* Richiesta 1 *
Puoi trascrivere senza alcuna modifica le righe dell'elenco di dati qui sotto, dalla riga che contiene "Practice. Locate the wooden chair" fino alla riga che contiene "172), (168, 157)]", entrambe incluse?

* Blocco di testo *
-*-*-
Per mantenere vivo il focus anche su questo genere di narrazioni e sui loro effetti, abbiamo affinato il nostro metodo di inchiesta attraverso il progetto di «Confluenze». Intercettate le principali mobilitazioni che più o meno spontaneamente sono emerse su tematiche ambientali e territoriali, abbiamo dato un contenuto materiale a una critica più estesa: raccogliendo quanto veniva contestato nei territori, dalle lotte in Piemonte alle attivazioni di tantissimi comitati in Sardegna e Toscana contro i progetti di rinnovabili o l’eolico, si concretizzava una critica radicata localmente alla razionalità economica e alle conseguenze politiche della transizione energetica propinataci dall’Unione Europea, condotta, ancora una volta, da delle componenti sociali tendenzialmente restie ad attivarsi. Il progetto di Confluenze è diventato così una rubrica fissa su Infoaut, in cui tentiamo di esplorare cosa componga le soggettività attive in questi comitati spontanei per difendere i territori da questa grande contraddizione.
Particolarmente utile è stata l’inchiesta in Sardegna, per la quale abbiamo intervistato i membri di diversi comitati che si battono contro l’eolico. Chiaramente la Sardegna è un territorio abbastanza emblematico, in cui le dinamiche che descrivevo si sviluppano in una forma accelerata, ma che vediamo comunque riprodotte anche in altri territori. Una partecipazione molto trasversale, soprattutto di età medio-alta sebbene rimanga un interesse anche giovanile, ma che soprattutto – ed è il dato cruciale – rifiuta di venire assorbita da qualsiasi tipo di partito, struttura o associazione. Anche di fronte al deserto politico che troviamo fuori dalla metropoli, in cui mancando una base che riesca a raccogliere queste attivazioni l’associazionismo non regge, troviamo una risposta quasi immediata e sentita che trascende qualsiasi tipo di assorbimento. Elemento, questo, non privo di contraddizioni, spesso riconosciute dagli stessi membri dei comitati. Dopodiché la critica ai progetti specifici viene situata, vale a dire rivolta alla situazione delle aree interne, ricollegando via via le singole grandi opere al collasso del sistema sanitario, dei trasporti o dell’istruzione. In estrema sintesi, la comparazione delle forme di contestazione di questi comitati spontanei è per noi un modo per comprendere la situazione nei territori più sfruttati e completamente mercificati ai fini di un’accumulazione energetica.
-*-*-
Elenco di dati

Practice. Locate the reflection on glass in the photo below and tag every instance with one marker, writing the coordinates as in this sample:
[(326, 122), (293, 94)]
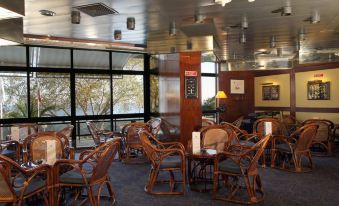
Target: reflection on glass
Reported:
[(92, 94), (128, 94), (50, 94), (13, 95)]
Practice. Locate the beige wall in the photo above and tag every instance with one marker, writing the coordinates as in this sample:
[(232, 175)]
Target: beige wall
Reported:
[(301, 80), (283, 80)]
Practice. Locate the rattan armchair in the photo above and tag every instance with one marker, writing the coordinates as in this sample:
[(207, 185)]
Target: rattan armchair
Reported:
[(34, 148), (290, 150), (89, 172), (324, 138), (18, 184), (133, 146), (238, 167), (168, 157)]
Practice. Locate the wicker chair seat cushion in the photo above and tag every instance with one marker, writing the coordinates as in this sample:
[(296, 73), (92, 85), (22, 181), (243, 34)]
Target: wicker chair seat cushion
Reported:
[(230, 166), (171, 162), (74, 177), (36, 184), (215, 139), (284, 148)]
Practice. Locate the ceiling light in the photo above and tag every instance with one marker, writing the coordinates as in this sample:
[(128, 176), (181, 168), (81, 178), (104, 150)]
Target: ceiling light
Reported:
[(172, 29), (244, 23), (47, 12), (117, 35), (130, 23), (242, 39), (273, 42), (75, 15), (315, 17)]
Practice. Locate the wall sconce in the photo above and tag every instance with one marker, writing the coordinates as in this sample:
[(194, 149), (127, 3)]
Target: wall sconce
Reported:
[(130, 23)]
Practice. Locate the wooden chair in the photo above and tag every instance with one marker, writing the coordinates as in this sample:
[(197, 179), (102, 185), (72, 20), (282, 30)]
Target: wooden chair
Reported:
[(18, 184), (34, 146), (324, 137), (239, 164), (133, 146), (154, 125), (294, 148), (89, 172), (168, 157)]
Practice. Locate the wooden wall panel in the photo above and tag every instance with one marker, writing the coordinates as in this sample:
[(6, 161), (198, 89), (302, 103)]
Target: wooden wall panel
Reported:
[(237, 104), (190, 109)]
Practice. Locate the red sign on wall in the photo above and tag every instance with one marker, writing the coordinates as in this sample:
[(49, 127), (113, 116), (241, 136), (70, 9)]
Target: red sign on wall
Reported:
[(191, 73)]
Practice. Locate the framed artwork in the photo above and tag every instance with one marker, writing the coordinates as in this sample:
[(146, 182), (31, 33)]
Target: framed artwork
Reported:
[(271, 92), (237, 86), (318, 90)]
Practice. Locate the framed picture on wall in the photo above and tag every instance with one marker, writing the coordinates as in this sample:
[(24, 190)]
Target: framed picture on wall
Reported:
[(237, 86), (271, 92), (318, 90)]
-*-*-
* Richiesta 2 *
Puoi proseguire il brano sui comitati spontanei in difesa dei territori, ripartendo subito dopo la sua ultima frase?

* Risposta scritta 1 *
Practice. Locate the wooden chair in the photo above and tag every instance with one marker, writing the coordinates as in this sample:
[(197, 179), (102, 185), (72, 20), (282, 30)]
Target: wooden chair
Reported:
[(18, 184), (34, 146), (324, 137), (239, 164), (133, 146), (154, 125), (294, 148), (89, 172), (168, 157)]

* Risposta scritta 2 *
La domanda fondamentale che hanno portato avanti i comitati è infatti a che cosa serve tutta questa energia. Chiaramente, quando parliamo di trasformazione dei territori in ottica bellica, il tema dell’energia e di dove sia indirizzata è centrale anche per ipotizzare le prossime mosse che verranno fatte a livello politico. Ciò si riconnette ad altre attivazioni recenti che a nostro modo di vedere sono interessanti da monitorare e che abbiamo provato a seguire, ossia quelle contro i depositi nucleari e l’energia atomica più in generale.
A tal riguardo, con Confluenze abbiamo provato a ricostruire come si affermato oggi il discorso sull’atomica e cosa si sia sedimentato nei territori dove in passato vi furono attivazioni molto forti. Pensiamo sia un tema strategico in un’ottica militante, poiché strettamente correlato al problema di come tenere insieme un discorso che parte dai territori più extraurbani (la svendita di terreni, principalmente agricoli) e destinati a un comparto ben preciso, la produzione di energia appunto, ma che oggi a sua volta è strumentale a una determinata industria, a un determinato modo di produrre ad altissima specializzazione scientifica.
In parole povere, quello stesso sviluppo tecnocapitalistico che va in guerra, che sarà fatto di non solo di centrali nucleari nelle aree periferiche, ma anche di data center e di tutta una serie di avanzamenti tecnologici che continuano a frantumare la divisione tra centro e periferia, città e campagna, scienza e natura. Queste trasformazioni materiali hanno però in sé una ricchissima serie di potenzialità di lotta da raccogliere, magari utilizzando l’economia di guerra come elemento di coesione. Io mi fermerei qua e passo la parola a M.
M.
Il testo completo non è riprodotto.